## TASK OBJECTIVE:
Would you transcribe all of the data exactly, down to the last character?

[Position annotation records]
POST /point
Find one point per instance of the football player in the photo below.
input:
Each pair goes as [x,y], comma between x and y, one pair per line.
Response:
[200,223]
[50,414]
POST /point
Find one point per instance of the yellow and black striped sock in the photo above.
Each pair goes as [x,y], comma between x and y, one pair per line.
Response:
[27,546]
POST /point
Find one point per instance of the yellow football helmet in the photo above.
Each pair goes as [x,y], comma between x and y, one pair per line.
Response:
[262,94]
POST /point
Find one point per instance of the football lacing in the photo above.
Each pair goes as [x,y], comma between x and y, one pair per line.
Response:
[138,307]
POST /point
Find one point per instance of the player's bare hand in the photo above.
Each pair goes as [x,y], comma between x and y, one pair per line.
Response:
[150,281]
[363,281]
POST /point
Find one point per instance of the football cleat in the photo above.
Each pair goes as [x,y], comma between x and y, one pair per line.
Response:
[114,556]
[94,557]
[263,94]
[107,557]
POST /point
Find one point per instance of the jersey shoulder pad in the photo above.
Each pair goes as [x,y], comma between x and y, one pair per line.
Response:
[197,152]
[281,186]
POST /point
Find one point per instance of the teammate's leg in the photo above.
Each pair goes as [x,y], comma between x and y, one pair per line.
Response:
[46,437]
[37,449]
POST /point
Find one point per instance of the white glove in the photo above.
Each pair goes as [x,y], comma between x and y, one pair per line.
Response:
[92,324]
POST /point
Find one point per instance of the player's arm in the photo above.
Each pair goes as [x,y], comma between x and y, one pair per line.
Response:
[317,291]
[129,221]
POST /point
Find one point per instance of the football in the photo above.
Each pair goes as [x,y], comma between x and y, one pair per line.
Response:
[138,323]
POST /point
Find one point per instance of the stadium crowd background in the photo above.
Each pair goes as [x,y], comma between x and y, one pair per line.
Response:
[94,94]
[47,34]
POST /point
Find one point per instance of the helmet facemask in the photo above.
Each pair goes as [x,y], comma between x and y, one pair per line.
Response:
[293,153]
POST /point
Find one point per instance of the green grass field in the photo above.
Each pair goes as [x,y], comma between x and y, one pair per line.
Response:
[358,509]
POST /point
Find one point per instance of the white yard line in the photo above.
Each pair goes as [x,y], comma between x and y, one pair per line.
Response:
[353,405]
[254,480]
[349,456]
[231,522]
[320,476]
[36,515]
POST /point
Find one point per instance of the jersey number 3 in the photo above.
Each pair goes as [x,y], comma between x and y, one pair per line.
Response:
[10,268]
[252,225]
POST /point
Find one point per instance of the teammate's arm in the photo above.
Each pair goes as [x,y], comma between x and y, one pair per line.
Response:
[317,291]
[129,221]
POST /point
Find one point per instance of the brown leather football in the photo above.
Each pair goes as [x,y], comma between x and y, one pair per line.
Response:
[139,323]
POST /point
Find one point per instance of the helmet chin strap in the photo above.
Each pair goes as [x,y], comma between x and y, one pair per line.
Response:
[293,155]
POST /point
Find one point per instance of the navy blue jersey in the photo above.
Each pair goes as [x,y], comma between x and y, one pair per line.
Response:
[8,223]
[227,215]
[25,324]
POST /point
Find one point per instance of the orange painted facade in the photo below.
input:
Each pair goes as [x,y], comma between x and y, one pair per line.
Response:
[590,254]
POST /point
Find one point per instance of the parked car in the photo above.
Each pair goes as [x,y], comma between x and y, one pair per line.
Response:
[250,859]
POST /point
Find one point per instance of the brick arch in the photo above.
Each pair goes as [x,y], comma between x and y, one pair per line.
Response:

## SOLUTION TO THIS PROBLEM:
POST /point
Find one point per instance of the football player in the photo below.
input:
Each pair goes as [x,y], comma between x and y, one pair per line.
Response:
[200,223]
[50,414]
POST /point
Find one point per instance of the yellow and black striped sock in the photo above.
Each pair goes as [x,y], comma between x and y, one pair per line.
Response:
[27,546]
POST /point
Find one point per instance of the yellow football helmet in the photo above.
Each pair goes as [x,y], comma between x and y, one pair per line.
Response:
[262,94]
POST /point
Find one point per instance of the football lacing in the photo above.
Each pair goes as [x,y], comma between x and y, one pair per line.
Response:
[138,307]
POST /point
Find one point per instance of the player's bare hand in the photo above.
Each pair goes as [x,y], comma between x and y, one pair per line.
Response:
[150,281]
[363,281]
POST /point
Find one point per instance of the football cleat in the photo above.
Each pair goes as [x,y], comma between x and y, one pair per line.
Response:
[114,556]
[94,557]
[263,94]
[107,557]
POST /point
Find one point per instance of the jersey shoulder pad in the photo above.
Each pair goes as [x,y], comma between x and y, one pair per line.
Response:
[197,152]
[281,186]
POST /point
Find one point per instance of the teammate's leg in the photo above.
Each pair goes as [x,y], comma between x and y, one pair per line.
Response:
[46,437]
[37,449]
POST /point
Find one point per instance of the white glove in the photo above.
Each pair goes as [x,y], comma between x and y, one pair per line.
Response:
[92,324]
POST /point
Find one point per instance of the player's arm in the photo above.
Each pair goes as [x,y], comma between x and y, one pair per line.
Response:
[317,291]
[129,221]
POST /point
Find one point per instance of the football in the photo above.
Each pair goes as [x,y], comma between x and y, one pair per line.
Response:
[138,323]
POST /point
Find one point per instance of the stadium crowd background in the photo above.
Each pair goes as [x,y], comma between x and y, one pair per line.
Response:
[94,94]
[47,34]
POST /point
Find one point per instance of the helmet facemask in the photo above.
Each pair goes as [x,y], comma between x and y, one pair per line.
Response:
[293,153]
POST /point
Find one point per instance of the green grass field in the photo above.
Each pair goes as [x,y], comma between x and y, one pair per line.
Response:
[358,509]
POST /point
Find one point per instance of the white yard line in the photo above.
Each pair goes as [x,y], comma between x and y, one pair per line.
Response:
[353,405]
[254,480]
[349,456]
[231,522]
[320,476]
[36,515]
POST /point
Find one point per instance of the jersey number 3 in the photo above.
Each pair goes as [x,y], comma between x and y, one pair per line.
Response:
[10,268]
[252,225]
POST /point
Find one point per instance of the teammate's arm in the photo above.
Each pair goes as [x,y], comma between x and y, one pair per line.
Response:
[317,291]
[129,221]
POST /point
Find one point per instance of the brown leather football in the photo above.
Each pair goes as [x,y], comma between x and y, one pair per line.
Response:
[139,323]
POST /point
Find one point per instance of the helmet chin strap in the photo above.
Each pair goes as [x,y], comma between x and y, one pair per line.
Response:
[293,155]
POST /point
Find one point per instance of the navy blue jersey in the photo above.
Each pair goes as [x,y], comma between x and y, one pair per line.
Response:
[8,223]
[227,215]
[25,324]
POST /point
Find one point per instance of the orange painted facade in the photo below.
input:
Each pair goes as [x,y], comma between x and y, one pair per line.
Response:
[590,254]
POST /point
Find one point per instance of the parked car in the photo above.
Each pair goes as [x,y], comma between x and y, one pair per line.
Response:
[250,859]
POST /point
Find one point per instance of the brick arch in the photo above.
Each pair goes as [x,y], comma between x and y, one pair per line.
Response:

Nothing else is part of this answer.